### PASSAGE
________________________

Permutation-Free MMD Test

Updated 24 October 2025

Permutation-free MMD tests are kernel-based methods that calibrate statistical tests without relying on computationally expensive permutation or resampling procedures.
Key methodologies include martingale reparameterization, sample splitting, and Laplace transform techniques that secure asymptotically normal test statistics.
These tests achieve finite-sample error control and demonstrate scalability and robustness for high-dimensional and structured data applications.

A permutation-free Maximum Mean Discrepancy (MMD) test refers to a class of kernel-based two-sample or goodness-of-fit procedures wherein the calibration of the test statistic, or the determination of its significance threshold, is achieved without reliance on computationally intensive permutation or resampling procedures. Such methods address critical limitations of classical MMD-based testing—specifically, the need for eigenvalue decompositions, asymptotic invalidity in high dimensions, or the impracticality of repeated quadratic-time computation—by developing strategies that yield tractable, theoretically justified, and easily calibrated test statistics. This article details the foundational principles, methodologies, theoretical guarantees, algorithmic advances, and practical implications of permutation-free MMD testing in various high-dimensional and structured-data settings.

1. Formal Relationship with Classical MMD-Based Testing

Let $P$ and $Q$ be Borel probability measures on a measurable domain $\mathcal{X}$ , and let $k : \mathcal{X} \times \mathcal{X} \rightarrow \mathbb{R}$ be a positive-definite kernel inducing an RKHS $\mathcal{H}(k)$ . The classical Maximum Mean Discrepancy (MMD) between $P$ and $Q$ is defined as

$\mathrm{MMD}(P, Q)^2 = \|\mu_P - \mu_Q\|_\mathcal{H}^2,$

where $\mu_P$ is the kernel mean embedding $\mu_P = \mathbb{E}_{X \sim P} k(X, \cdot)$ . The canonical unbiased estimator is a U-statistic, quadratic in the data, whose null distribution (under $P = Q$ ) is a degenerate, infinite sum of weighted chi-squareds.

Classically, to obtain a level- $\alpha$ test, the (1– $\alpha$ )-quantile of the empirical null of the test statistic, estimated via permutation/randomization or via bootstrap calibration, is used. This procedure is computationally expensive (each permutation costs $O(n^2)$ operations), and the intractable null makes analytic or asymptotic thresholds impractical in nontrivial settings.

Permutation-free MMD tests retain the favorable theoretical and robustness properties of MMD-based procedures while replacing permutation-based calibration with alternate mechanisms—such as analytic normal approximations, innovative direct simulation strategies, sample splitting, or statistic regularization—that open the methodology to scalable and interpretable applications in high-dimensional and structured data regimes.

________________________

### RECORDED DATA
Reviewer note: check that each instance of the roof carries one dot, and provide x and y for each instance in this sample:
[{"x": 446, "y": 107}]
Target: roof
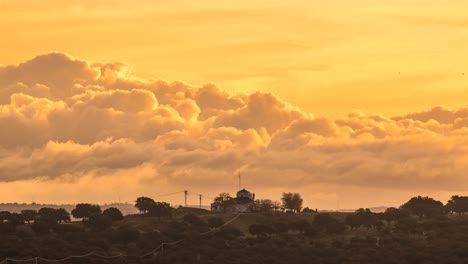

________________________

### EXERCISE REQUIREMENTS
From the permutation-free MMD text, return the passage that begins at the words "Updated 24 October" and stops after "normal test statistics.", copied word for word.

### EXERCISE OUTPUT
Updated 24 October 2025

Permutation-free MMD tests are kernel-based methods that calibrate statistical tests without relying on computationally expensive permutation or resampling procedures.
Key methodologies include martingale reparameterization, sample splitting, and Laplace transform techniques that secure asymptotically normal test statistics.